#### Objective:
Gather every line of the material below that contains the string "beige", treating uppercase and lowercase as different.
* Start Excerpted records *
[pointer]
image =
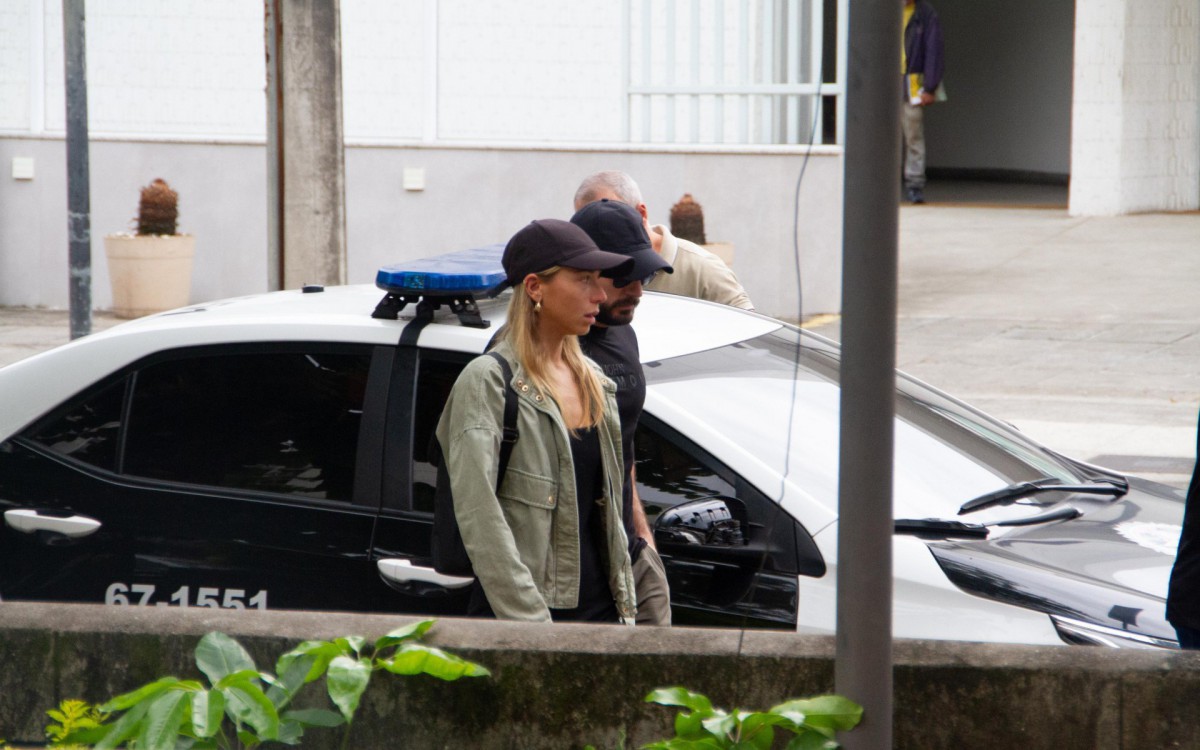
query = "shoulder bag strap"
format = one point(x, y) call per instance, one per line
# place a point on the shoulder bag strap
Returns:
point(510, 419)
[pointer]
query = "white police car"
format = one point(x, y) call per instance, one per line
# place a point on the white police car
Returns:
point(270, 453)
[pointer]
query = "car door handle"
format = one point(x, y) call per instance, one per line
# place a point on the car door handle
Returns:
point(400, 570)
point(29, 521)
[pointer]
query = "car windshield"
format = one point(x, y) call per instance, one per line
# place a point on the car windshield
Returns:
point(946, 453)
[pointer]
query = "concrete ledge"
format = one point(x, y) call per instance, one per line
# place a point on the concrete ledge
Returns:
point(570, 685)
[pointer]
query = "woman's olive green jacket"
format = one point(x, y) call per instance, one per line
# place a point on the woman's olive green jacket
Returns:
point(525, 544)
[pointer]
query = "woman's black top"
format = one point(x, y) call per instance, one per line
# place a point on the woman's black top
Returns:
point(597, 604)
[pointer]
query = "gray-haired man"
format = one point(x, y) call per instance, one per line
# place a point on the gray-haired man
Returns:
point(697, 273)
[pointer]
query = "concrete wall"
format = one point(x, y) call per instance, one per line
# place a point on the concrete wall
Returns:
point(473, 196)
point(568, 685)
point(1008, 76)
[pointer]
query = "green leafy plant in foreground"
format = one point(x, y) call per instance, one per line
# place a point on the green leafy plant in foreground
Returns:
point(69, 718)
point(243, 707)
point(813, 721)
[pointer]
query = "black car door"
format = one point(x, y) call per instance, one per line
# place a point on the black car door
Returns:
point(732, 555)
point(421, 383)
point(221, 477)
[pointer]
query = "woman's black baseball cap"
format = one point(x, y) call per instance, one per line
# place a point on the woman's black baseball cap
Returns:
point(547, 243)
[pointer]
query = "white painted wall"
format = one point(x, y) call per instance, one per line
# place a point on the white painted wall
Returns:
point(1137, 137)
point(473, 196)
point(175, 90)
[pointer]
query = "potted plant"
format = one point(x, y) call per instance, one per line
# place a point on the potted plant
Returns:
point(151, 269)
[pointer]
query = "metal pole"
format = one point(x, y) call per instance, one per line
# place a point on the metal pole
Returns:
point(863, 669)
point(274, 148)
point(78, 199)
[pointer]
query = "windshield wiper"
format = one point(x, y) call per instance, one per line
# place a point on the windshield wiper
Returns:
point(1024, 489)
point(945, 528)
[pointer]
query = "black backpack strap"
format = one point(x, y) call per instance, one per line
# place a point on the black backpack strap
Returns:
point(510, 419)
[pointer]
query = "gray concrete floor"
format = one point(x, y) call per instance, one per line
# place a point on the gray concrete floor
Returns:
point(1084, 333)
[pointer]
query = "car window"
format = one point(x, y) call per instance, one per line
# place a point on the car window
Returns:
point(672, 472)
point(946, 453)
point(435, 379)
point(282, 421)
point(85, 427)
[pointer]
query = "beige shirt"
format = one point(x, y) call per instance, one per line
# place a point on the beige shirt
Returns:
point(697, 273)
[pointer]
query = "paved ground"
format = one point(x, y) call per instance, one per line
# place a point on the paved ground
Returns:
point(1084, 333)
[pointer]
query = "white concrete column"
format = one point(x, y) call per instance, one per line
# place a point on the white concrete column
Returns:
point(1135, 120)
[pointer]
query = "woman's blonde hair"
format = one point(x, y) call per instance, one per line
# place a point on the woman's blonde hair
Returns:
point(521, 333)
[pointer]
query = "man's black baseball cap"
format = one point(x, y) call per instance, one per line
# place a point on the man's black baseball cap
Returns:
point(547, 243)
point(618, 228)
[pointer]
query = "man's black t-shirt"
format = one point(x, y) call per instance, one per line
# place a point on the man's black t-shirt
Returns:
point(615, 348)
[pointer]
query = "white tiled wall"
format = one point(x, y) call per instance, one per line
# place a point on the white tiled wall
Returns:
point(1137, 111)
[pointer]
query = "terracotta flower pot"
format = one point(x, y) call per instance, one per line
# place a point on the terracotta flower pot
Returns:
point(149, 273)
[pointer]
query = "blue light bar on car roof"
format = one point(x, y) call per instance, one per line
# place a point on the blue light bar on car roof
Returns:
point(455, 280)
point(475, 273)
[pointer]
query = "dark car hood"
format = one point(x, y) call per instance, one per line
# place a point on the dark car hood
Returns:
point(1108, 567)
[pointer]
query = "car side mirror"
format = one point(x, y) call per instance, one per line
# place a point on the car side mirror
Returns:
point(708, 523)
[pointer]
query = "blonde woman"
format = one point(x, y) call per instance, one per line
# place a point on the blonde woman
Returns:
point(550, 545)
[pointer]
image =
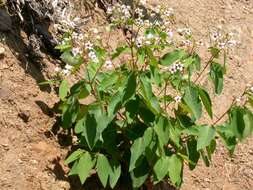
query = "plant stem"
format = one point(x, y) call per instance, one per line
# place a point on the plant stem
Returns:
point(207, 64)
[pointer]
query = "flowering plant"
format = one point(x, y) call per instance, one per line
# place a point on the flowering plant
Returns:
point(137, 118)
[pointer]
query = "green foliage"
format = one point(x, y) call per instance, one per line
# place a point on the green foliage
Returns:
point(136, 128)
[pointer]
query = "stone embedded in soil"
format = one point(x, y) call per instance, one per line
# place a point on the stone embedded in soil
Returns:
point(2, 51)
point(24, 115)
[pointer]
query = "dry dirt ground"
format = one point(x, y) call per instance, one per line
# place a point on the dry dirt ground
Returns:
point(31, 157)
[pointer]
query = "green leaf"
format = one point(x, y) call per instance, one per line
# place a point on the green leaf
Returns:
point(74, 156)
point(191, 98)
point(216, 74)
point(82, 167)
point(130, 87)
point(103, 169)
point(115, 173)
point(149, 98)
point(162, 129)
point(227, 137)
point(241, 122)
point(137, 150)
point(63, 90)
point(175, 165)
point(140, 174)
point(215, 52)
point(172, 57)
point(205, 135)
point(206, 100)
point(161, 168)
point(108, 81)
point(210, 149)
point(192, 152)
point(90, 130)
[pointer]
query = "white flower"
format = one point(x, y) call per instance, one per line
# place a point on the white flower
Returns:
* End Excerpted records *
#### Output for this task:
query = "beige shirt"
# place a point on the beige shirt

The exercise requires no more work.